About this exercise: Please restate each entry word for word.

(Recorded data)
Start of Block

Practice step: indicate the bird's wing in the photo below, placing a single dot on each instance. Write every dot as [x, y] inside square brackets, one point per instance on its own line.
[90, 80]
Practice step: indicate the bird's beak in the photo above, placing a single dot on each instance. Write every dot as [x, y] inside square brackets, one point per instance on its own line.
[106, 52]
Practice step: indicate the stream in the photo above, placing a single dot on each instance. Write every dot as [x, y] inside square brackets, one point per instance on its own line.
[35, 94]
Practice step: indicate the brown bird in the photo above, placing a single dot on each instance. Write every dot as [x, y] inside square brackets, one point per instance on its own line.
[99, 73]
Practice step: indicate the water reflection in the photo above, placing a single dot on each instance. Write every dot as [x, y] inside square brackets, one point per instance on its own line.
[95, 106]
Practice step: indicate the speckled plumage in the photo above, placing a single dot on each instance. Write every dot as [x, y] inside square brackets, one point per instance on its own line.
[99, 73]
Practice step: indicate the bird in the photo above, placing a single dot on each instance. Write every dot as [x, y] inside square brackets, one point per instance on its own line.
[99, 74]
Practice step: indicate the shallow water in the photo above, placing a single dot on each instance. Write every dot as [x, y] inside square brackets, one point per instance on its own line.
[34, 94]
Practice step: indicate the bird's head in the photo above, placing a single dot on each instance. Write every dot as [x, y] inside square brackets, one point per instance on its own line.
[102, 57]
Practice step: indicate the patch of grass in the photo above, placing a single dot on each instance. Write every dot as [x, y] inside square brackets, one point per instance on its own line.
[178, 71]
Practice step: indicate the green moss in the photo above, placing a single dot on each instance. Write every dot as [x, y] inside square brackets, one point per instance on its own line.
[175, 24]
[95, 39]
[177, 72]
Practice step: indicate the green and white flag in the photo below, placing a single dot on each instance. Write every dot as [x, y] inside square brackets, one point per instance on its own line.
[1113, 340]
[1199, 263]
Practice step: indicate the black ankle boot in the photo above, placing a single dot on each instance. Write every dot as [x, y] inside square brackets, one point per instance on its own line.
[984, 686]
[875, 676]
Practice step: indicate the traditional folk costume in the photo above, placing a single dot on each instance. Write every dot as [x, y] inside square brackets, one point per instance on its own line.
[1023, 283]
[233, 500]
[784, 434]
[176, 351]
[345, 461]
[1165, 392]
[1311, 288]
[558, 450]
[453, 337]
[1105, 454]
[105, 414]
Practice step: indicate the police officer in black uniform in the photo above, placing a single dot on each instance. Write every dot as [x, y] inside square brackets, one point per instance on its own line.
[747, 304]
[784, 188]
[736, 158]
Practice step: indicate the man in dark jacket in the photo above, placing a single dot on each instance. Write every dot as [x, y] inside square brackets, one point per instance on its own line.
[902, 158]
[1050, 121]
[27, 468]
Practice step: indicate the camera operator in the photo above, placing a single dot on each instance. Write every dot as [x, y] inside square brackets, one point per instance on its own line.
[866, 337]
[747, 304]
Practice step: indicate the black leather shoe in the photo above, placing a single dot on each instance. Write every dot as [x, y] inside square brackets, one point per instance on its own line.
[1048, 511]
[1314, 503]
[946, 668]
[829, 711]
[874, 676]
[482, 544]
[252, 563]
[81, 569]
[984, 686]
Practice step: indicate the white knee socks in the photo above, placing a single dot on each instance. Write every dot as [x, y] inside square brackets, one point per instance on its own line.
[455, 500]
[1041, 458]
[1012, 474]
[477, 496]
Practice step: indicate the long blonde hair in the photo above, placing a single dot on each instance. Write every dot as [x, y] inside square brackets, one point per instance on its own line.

End of Block

Task output:
Practice step: indicate the bird's wing in the photo below, placing a single dot on each instance. Write every dot as [x, y] inside square brackets, one point per instance on its own line.
[90, 80]
Practice step: indicate the bird's beak in the photo above, placing a single dot on each instance. Write every dot as [x, y] inside square brackets, one point per instance on its own line.
[106, 52]
Practice step: indicate the stream in the photo above, placing a single dot on each instance. Write every dot as [x, y] inside square brackets, one point per instance on its own line.
[35, 94]
Practice step: indicate the brown bird in the photo above, placing a single dot on each instance. Write every dot as [x, y] inside square brackets, one point per instance on its own line.
[99, 73]
Practice step: indicate the water reflection in the photo above, placing a single dot on each instance. Write every dot as [x, y] inside square brackets, one point per instance on its own line.
[95, 106]
Practice step: indicate the speckled plumage in the photo above, placing a single dot on each instance. Write every dot as [x, y] inside square brackets, one point per instance on its own line.
[99, 73]
Practice step: indicate the bird in the photo above, placing a single dot on each instance. Write every dot as [x, y] inside square brackets, one point per instance on its own line.
[99, 74]
Practice step: indicate the shallow water in the photo above, placing a single dot on each instance. Write every dot as [x, y] inside square brackets, one point per instance on its own line.
[34, 94]
Practice step: indicate the bird's head in the photo above, placing a single dot on each instance. Write every dot as [x, y] inside square brackets, one point per instance on its own line.
[102, 57]
Practice step: indicate the patch of grass in the photo above, placing a single dot on each instance. Write every dot as [x, y] inside square brackets, one point per instance on its own line.
[178, 71]
Practice step: indicate the green moss in the photo above, placing a single dot on each instance. Write every dot as [x, y] inside square brackets, one point per instance on its own line.
[175, 24]
[95, 39]
[177, 72]
Practice step: indicate the green and white flag in the photo below, placing a single dot on each instance. Write every dot as [x, y] inside square brackets, one point per instance on its own line.
[1113, 340]
[1199, 263]
Practice step: indicate the black ankle boot in the photo above, placing a single dot on each instance. Write every dot as [x, y] inside square brackets, one point per instance on its own line.
[984, 686]
[875, 676]
Practice step: indicate the traditional folk costume in the photo above, placing a single dot on each instance. Write every dot as [x, y] inside square brackets, one point per instance on its own line.
[1023, 283]
[233, 500]
[784, 434]
[176, 351]
[345, 461]
[1165, 392]
[1311, 288]
[558, 450]
[453, 337]
[1105, 454]
[105, 414]
Practice step: indicate the police officer in black uniform in the photo above, placing a single dot on each instance. Write every dot as [x, y] inside square brackets, one point per instance on its own line.
[747, 304]
[784, 188]
[736, 158]
Practice step: indicate the man in dark jacket in the photo above, placing a single dot on each instance. Write every dot as [x, y] inside square brackets, one point per instance on its own line.
[902, 158]
[1050, 121]
[27, 468]
Practice step: indicate the camera operator in the photo above, placing a single dot on each instance. Write every dot as [x, y] inside square brackets, one point per instance on its own line.
[866, 337]
[747, 304]
Practice step: indicate the black leather shoe in the photo above, placing a single dot on each instance. Write every dot as [x, y] inside square brackets, one point per instance on its own line.
[1048, 511]
[1314, 503]
[946, 668]
[829, 711]
[874, 676]
[482, 544]
[252, 563]
[81, 569]
[984, 686]
Practice step: indicate the white knee socks in the photo above, placing a single dot on each instance. Write every dot as [x, y] inside square brackets, one point per instance on its own line.
[455, 500]
[1041, 458]
[1012, 474]
[477, 496]
Practice step: indicate the long blonde hair in the photo above, placing a single dot on each instance. Write every dot as [x, y] inside square brackets, one point per instance on its own line.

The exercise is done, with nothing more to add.